━━ Document

Monday, November 28, 2005

Vaya Con Dios, e-Claire

Watcher's CouncilWell, there are winners, but first let’s talk about a departing Watcher.

I am going to miss e-claire. You could count on her for felicitously turned phrases of indignation or disbelief. She calls herself “a simple tootsie from the country.” Right. And I’m the King of England…Just read her take on the strange videos of black men in ties breaking up a liquor store, "Ya Need a Scorecard." E-claire is the last of the founding members to depart. But that doesn’t mean you can’t blog roll her and continue to read her entertaining views on the news and obscure bits of information she digs up.

In the Council posts, the Watcher had to break a tie for first place between Gates of Vienna and New World Man. If you’re here, then you already know about the acute attacks of Senatitis going ‘round Capitol Hill.

Therefore be sure to read New World Man’s essay on a consideration of the future of the courts. It’s a tight, deliberative piece, one that is difficult to snip from. However, here’s a taste from the opening paragraph:
     As everyone prepares for a battle of Biblical proportions for control of the courts, do you ever wonder why we're not seeing the same kind of war being fought for control of public schools?…Both are powerful institutions and [have the] means by which to enact your agenda when you can't seem to have any luck persuading people via the democratic process that you're right.
Go see the rest for yourself. It’s a cheering consideration which drills down to the idea that we might eventually have local jurisdictions deciding local matter. Imagine that.

━━━━

• [Aim]: Retype the part of the blog post starting with "In the Council" and going on through "that you're right.".

━━ Entries shown

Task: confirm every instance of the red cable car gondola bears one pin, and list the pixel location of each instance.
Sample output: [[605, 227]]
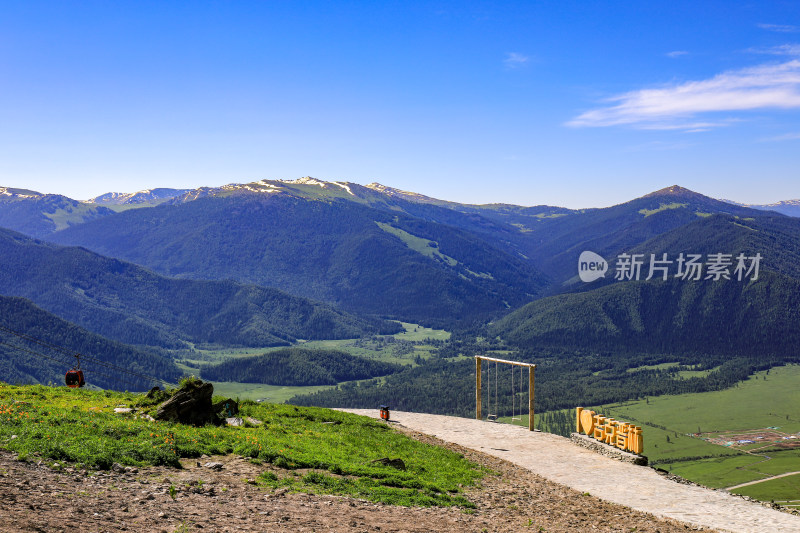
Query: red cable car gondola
[[74, 379]]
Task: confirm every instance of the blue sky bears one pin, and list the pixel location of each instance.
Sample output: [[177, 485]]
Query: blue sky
[[577, 104]]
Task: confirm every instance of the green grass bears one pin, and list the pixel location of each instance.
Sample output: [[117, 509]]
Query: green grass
[[412, 347], [422, 246], [765, 399], [257, 391], [63, 218], [783, 490], [309, 449], [661, 366], [415, 332]]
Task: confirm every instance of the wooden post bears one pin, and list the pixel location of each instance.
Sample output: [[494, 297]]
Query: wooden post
[[530, 397], [478, 388]]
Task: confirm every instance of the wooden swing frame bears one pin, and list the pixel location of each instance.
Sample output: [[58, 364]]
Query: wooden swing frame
[[531, 376]]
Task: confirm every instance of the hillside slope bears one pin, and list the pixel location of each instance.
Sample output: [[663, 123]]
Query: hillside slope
[[38, 214], [131, 304], [363, 259], [714, 317], [22, 316]]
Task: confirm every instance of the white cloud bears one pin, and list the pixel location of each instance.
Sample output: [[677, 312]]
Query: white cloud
[[782, 50], [515, 60], [770, 86], [780, 28], [784, 137], [676, 53]]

━━━━

• [Answer to this task]:
In the Council posts, the Watcher had to break a tie for first place between Gates of Vienna and New World Man. If you’re here, then you already know about the acute attacks of Senatitis going ‘round Capitol Hill.

Therefore be sure to read New World Man’s essay on a consideration of the future of the courts. It’s a tight, deliberative piece, one that is difficult to snip from. However, here’s a taste from the opening paragraph:
     As everyone prepares for a battle of Biblical proportions for control of the courts, do you ever wonder why we're not seeing the same kind of war being fought for control of public schools?…Both are powerful institutions and [have the] means by which to enact your agenda when you can't seem to have any luck persuading people via the democratic process that you're right.